Dataset excerpt:
§ §

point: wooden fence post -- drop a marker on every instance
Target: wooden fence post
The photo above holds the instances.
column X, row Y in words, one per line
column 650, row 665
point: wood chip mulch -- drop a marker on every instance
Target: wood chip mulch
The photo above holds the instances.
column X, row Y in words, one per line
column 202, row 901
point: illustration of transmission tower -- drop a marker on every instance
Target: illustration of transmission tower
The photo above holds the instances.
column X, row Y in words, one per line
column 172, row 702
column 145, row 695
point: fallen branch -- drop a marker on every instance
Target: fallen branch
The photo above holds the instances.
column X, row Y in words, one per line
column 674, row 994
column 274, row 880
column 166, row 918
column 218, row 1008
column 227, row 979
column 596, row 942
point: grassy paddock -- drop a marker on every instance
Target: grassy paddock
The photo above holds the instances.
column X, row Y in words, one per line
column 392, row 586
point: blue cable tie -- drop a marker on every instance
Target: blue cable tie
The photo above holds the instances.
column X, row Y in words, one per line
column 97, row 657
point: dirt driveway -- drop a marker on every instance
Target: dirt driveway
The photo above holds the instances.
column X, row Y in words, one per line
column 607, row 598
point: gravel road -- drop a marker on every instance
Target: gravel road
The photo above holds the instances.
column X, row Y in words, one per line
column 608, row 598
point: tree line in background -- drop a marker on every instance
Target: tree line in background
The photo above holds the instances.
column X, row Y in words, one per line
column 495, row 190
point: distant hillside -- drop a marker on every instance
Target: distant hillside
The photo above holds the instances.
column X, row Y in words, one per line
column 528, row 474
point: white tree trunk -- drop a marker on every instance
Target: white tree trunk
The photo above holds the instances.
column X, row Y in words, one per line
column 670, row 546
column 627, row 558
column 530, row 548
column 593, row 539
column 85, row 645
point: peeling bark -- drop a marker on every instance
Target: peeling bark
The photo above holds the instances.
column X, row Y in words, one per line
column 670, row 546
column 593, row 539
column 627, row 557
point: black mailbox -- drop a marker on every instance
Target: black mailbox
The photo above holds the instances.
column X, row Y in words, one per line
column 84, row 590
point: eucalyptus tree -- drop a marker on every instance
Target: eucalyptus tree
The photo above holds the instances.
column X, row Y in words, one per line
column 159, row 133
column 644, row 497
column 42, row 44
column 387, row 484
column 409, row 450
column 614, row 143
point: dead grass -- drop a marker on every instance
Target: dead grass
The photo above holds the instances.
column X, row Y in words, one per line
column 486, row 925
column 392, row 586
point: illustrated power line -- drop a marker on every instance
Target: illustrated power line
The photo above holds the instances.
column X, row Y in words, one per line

§ §

Task brief: Convert the lines starting at the one that contains "point: blue cable" and ending at the one that contains "column 97, row 657" into a Markdown table with the columns Number and Line text, giving each line its own table row and leaving out blank lines.

Solution to this exercise:
| Number | Line text |
|---|---|
| 1 | point: blue cable tie -- drop a marker on every instance |
| 2 | Target: blue cable tie |
| 3 | The photo above holds the instances. |
| 4 | column X, row Y in words, one per line |
| 5 | column 97, row 657 |